> Task set
a. List every kind of hardware component named in the passage on BIOS settings.
b. Resume the passage on recording BIOS settings, starting right after its final sentence.

— START Document extract —

Depends on the age of the machine, in my experience. Fairly modern systems
will probably be in a working condition, with sensible(ish) defaults set for
most options apart from date and time. IDE devices will probably be set to
auto detect, so hard drives, CDs etc should be found. But sensible(ish)
isn't the same as optimal. If the BIOS lets you adjust the CPU settings, for
eg, then it may well be that the default settings will be adequate to get
the machine to boot, but will be far from good.

On really old machines, you had to set pretty much all the options by hand,
including the hard disk parameters and interrupts etc. Even on newer
machines you may well lose any particular tweaks that have been made.

So I'd say yes - if the system is behaving reasonably well, it's always
worth spending a few minutes jotting down those settings. If it turns out
you don't need them then that's great. But if you do, those few minutes
might save hours of experimenting while you try to figure out what needs to
be changed. Been there, done that, wished I'd written it down before I
started:-)

— END Document extract —
— START Records —

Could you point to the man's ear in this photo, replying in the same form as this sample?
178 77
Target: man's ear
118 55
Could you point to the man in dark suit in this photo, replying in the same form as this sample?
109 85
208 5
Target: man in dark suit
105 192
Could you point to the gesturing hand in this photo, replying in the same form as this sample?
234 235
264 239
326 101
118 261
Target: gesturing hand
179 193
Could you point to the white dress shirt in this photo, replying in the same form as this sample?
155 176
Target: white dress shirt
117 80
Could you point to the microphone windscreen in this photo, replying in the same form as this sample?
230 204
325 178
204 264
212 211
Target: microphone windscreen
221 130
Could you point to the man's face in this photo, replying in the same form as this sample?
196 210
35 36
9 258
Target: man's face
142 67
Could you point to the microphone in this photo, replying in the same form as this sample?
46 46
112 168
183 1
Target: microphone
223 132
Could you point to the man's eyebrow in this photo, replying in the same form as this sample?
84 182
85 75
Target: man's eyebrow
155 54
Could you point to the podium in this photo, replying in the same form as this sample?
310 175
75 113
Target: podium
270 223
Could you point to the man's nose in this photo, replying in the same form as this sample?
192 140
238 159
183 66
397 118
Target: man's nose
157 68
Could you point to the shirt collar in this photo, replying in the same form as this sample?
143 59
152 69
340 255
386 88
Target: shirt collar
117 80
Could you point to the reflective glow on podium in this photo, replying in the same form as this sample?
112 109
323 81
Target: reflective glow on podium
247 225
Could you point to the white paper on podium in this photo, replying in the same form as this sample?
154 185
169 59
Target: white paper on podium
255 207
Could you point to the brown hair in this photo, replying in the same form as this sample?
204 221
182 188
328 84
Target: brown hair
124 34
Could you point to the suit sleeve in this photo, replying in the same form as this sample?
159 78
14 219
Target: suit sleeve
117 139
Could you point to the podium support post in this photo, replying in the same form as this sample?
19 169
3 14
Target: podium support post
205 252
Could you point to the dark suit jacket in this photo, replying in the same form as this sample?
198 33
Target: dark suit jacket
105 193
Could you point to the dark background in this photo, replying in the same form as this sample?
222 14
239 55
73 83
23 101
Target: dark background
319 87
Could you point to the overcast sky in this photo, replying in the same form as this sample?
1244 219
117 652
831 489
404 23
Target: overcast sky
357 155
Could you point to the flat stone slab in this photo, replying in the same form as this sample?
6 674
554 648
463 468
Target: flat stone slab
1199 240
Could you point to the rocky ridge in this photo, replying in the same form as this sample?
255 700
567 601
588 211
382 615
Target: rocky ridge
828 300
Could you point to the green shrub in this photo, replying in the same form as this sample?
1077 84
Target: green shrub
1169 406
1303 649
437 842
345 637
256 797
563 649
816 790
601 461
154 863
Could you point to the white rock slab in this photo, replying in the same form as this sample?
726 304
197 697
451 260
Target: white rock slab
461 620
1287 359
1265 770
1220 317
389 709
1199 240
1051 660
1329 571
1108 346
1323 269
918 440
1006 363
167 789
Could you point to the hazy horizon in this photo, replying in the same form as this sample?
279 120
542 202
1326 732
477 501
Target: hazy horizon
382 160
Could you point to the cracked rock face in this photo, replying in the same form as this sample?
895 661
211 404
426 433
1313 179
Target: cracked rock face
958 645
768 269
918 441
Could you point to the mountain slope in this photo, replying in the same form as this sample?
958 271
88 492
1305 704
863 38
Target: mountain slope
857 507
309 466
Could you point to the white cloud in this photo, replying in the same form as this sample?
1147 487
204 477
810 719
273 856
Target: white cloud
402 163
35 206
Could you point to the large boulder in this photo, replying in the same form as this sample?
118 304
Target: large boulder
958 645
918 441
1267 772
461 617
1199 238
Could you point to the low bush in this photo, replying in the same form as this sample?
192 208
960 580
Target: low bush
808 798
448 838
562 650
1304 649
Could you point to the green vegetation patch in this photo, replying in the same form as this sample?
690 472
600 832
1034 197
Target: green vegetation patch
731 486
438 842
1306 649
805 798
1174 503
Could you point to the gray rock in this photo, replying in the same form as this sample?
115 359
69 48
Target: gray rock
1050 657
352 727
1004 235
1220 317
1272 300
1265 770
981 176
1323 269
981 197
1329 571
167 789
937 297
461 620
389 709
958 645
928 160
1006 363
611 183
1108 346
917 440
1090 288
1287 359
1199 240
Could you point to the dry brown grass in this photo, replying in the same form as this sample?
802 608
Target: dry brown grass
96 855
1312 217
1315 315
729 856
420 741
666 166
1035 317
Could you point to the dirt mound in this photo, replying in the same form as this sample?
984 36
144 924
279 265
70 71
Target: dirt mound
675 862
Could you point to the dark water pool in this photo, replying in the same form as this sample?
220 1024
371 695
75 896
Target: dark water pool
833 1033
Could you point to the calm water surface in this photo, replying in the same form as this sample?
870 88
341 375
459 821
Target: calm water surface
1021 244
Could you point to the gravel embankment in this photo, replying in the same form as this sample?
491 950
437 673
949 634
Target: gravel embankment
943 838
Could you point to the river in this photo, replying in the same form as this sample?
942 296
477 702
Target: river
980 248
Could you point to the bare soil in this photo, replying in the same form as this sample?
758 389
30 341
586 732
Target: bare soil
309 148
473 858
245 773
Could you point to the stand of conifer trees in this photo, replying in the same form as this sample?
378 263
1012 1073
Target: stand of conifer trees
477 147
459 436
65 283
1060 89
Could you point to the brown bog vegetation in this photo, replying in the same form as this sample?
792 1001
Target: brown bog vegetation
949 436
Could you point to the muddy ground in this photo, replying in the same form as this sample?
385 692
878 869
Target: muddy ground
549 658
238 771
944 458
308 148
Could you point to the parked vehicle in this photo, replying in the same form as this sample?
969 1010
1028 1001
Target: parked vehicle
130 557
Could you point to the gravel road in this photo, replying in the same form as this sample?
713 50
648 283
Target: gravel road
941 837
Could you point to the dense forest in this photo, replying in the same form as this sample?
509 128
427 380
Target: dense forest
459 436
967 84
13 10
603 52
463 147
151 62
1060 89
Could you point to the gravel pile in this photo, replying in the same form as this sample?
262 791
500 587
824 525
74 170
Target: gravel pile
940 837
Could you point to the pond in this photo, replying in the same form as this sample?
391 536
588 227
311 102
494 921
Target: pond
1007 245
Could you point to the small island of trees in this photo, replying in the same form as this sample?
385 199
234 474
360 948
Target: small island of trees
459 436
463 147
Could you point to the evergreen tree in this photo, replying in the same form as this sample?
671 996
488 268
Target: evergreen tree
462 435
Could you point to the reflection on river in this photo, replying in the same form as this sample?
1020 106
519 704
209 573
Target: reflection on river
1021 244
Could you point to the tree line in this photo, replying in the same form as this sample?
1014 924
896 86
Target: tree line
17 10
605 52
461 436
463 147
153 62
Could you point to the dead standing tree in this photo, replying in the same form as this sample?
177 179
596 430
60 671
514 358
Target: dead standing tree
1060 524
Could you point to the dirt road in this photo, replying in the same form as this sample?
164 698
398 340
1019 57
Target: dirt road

— END Records —

> Responses for each task
a. IDE devices, hard drives, CDs, CPU

b.
That said, in a situation like the OP, where the clock is always wrong when
the system is powered up, I'd be tempted to think that other settings might
be equally corrupt and that the system is already using sensible(ish)
defaults for most things. That's just a guess, though - anyone have a
definitive answer to that? Either way, it doesn't hurt to err on the side of
caution and make a note of those settings!

Rob.

"Bill in Co." wrote in message
...
So have you really had to write down and use those CMOS settings in
practice, or has the system been able to get it pretty much right on its
own, after booting up? (Just wondering - haven't been there yet). ??